> [Exercise input]:
──────
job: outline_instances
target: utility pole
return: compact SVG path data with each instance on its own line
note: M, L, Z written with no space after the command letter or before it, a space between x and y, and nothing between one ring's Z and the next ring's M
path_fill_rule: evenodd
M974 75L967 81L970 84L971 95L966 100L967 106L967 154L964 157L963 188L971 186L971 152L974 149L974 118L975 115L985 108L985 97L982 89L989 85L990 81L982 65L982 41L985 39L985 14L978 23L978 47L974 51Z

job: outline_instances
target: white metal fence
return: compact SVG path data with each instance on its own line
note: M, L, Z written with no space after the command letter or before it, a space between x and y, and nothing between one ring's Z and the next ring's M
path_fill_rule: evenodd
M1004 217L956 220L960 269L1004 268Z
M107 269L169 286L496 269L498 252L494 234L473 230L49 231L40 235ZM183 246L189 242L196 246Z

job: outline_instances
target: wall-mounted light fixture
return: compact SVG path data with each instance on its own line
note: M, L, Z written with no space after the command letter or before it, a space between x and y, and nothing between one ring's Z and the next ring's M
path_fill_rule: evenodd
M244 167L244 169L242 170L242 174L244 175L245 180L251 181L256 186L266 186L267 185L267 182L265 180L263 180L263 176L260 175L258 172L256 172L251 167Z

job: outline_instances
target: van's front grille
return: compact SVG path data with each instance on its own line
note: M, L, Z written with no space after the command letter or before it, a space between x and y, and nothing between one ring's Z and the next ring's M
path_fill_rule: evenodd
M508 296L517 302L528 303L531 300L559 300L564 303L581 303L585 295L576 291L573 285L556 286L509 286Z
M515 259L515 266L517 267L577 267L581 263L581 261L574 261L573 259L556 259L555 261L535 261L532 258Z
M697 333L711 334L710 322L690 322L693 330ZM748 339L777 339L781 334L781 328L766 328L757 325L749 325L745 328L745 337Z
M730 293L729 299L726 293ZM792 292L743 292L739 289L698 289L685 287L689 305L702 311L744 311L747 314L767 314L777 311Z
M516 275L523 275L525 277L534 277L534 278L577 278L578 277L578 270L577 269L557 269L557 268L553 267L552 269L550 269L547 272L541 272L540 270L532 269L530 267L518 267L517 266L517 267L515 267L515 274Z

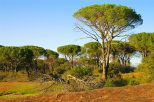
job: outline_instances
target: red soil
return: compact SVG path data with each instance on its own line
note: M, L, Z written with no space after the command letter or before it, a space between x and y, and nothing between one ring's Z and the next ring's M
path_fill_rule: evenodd
M154 102L154 84L32 96L0 102Z

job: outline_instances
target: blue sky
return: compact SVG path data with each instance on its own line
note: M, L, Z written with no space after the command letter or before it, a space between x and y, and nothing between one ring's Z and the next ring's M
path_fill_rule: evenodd
M36 45L56 51L66 44L91 41L74 30L73 13L93 4L120 4L142 15L131 33L153 32L154 0L0 0L0 45Z
M0 45L36 45L56 51L66 44L83 45L90 39L76 32L72 17L81 7L120 4L142 15L143 25L130 33L154 32L154 0L0 0ZM134 65L141 59L134 57Z

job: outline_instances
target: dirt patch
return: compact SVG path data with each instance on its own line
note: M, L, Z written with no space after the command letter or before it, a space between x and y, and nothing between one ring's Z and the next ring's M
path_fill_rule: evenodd
M40 95L0 102L154 102L154 84Z

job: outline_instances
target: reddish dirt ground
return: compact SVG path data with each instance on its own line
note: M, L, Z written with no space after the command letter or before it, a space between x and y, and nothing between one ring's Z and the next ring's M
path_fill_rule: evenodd
M0 102L154 102L154 84L32 96Z

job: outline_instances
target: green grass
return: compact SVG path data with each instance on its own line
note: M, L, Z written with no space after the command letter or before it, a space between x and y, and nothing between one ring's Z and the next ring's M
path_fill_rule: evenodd
M0 96L0 99L39 95L42 91L38 90L38 88L38 83L34 82L0 83L0 95L2 95ZM11 94L3 95L3 93L6 92Z
M8 89L7 91L11 93L30 94L35 92L34 88L35 85L24 85L24 86L18 86L17 88Z
M63 90L60 83L53 84L53 82L36 83L36 82L1 82L0 83L0 99L19 98L26 96L36 96L46 93L59 93ZM43 89L50 87L48 91ZM9 92L11 94L3 95Z
M39 93L25 94L25 95L0 96L0 99L21 98L21 97L27 97L27 96L37 96L37 95L39 95Z

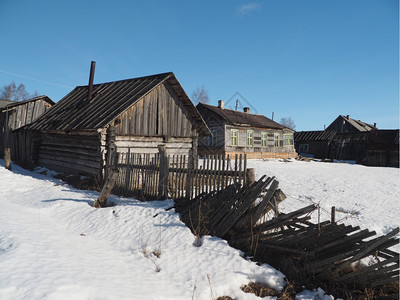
──────
> [Work item]: Would you copy each line above exactly as given, dropping any images?

> [Result of the task]:
job: outline_instances
target: utility pole
return: compact SVG path data with each instance on its own line
note: M, L, Z written with no space after the command letter or before it, a space between x and y, and nothing between one ring's Z and the next ring's M
path_fill_rule: evenodd
M974 75L967 81L970 84L971 95L966 100L967 106L967 154L964 157L963 188L971 186L971 152L974 149L974 118L975 115L985 108L985 97L982 89L989 85L990 81L982 65L982 41L985 39L985 14L978 23L978 47L974 51Z

job: outline_instances
target: white metal fence
return: compact SVG path data with each instance on its own line
note: M, L, Z written with no space after the command letter or before it, a space between x and y, and nothing between one ring's Z and the next ring's M
path_fill_rule: evenodd
M1004 217L956 220L960 269L1004 268Z
M107 269L169 286L496 269L498 252L494 234L473 230L49 231L40 235ZM183 246L189 242L196 246Z

job: outline_instances
target: wall-mounted light fixture
return: compact SVG path data with each instance on its own line
note: M, L, Z written with no space after the command letter or before it, a space between x and y, and nothing between one ring's Z and the next ring's M
path_fill_rule: evenodd
M244 167L244 169L242 170L242 174L244 175L245 180L251 181L256 186L266 186L267 185L267 182L265 180L263 180L263 176L260 175L258 172L256 172L251 167Z

job: outline_instances
target: van's front grille
return: compact SVG path data with each instance on its own line
note: M, L, Z written with no space after the command letter or before it, a space between x and y, and nothing between one ring's Z and the next ring's M
path_fill_rule: evenodd
M508 296L517 302L528 303L531 300L559 300L564 303L581 303L585 295L576 291L573 285L556 286L509 286Z
M515 259L515 266L517 267L577 267L581 263L581 261L574 261L573 259L556 259L555 261L535 261L532 258Z
M697 333L711 334L710 322L690 322L693 330ZM748 339L777 339L781 334L781 328L766 328L757 325L749 325L745 328L745 337Z
M730 293L729 299L726 293ZM792 292L743 292L739 289L698 289L685 287L689 305L702 311L744 311L747 314L767 314L777 311Z
M516 275L523 275L525 277L534 277L534 278L577 278L578 277L578 270L577 269L557 269L557 268L553 267L552 269L550 269L547 272L541 272L540 270L532 269L530 267L518 267L517 266L517 267L515 267L515 274Z

job: outline_instances
target: red soil
return: compact SVG path data with each instance on its own line
note: M, L, Z written with no space after the command letter or before it, a space between x and y, and nothing between one ring's Z and the next ring's M
path_fill_rule: evenodd
M154 102L154 84L32 96L0 102Z

job: outline_instances
target: blue sky
return: compact SVG path data with each instance on its own line
note: M, L, Z written with no space after the command letter or before it, a space between x and y, and nothing between one ring's Z and the next ring's M
path_fill_rule: evenodd
M36 45L56 51L66 44L91 41L74 30L73 13L93 4L120 4L142 15L131 33L153 32L154 0L0 0L0 45Z
M0 45L36 45L56 51L66 44L83 45L90 39L76 32L72 17L81 7L120 4L142 15L143 25L130 33L154 32L154 0L0 0ZM134 65L141 59L134 57Z

job: outline_instances
target: dirt patch
return: compact SVG path data with each instance on its own line
note: M, L, Z written with no space after the command letter or before it, a space between x and y, and nothing between one ring's Z and the next ring's M
path_fill_rule: evenodd
M40 95L0 102L154 102L154 84Z

job: outline_instances
target: reddish dirt ground
return: compact SVG path data with each instance on its own line
note: M, L, Z written with no space after the command letter or before it, a space between x and y, and nothing between one ring's Z and the next ring's M
path_fill_rule: evenodd
M0 102L154 102L154 84L32 96Z

job: outline_instances
target: green grass
return: compact SVG path data with each instance on its own line
note: M, L, Z written with no space after the command letter or before it, a space between x and y, and nothing between one ring's Z and the next ring's M
path_fill_rule: evenodd
M0 96L0 99L39 95L42 91L38 90L38 88L38 83L34 82L0 83L0 95L2 95ZM11 94L3 95L3 93L6 92Z
M8 89L7 91L11 93L30 94L35 92L34 88L35 85L24 85L24 86L18 86L17 88Z
M63 90L60 83L53 84L53 82L36 83L36 82L1 82L0 83L0 99L19 98L26 96L36 96L46 93L59 93ZM43 89L50 87L48 91ZM9 92L11 94L3 95Z
M39 93L25 94L25 95L0 96L0 99L21 98L21 97L27 97L27 96L37 96L37 95L39 95Z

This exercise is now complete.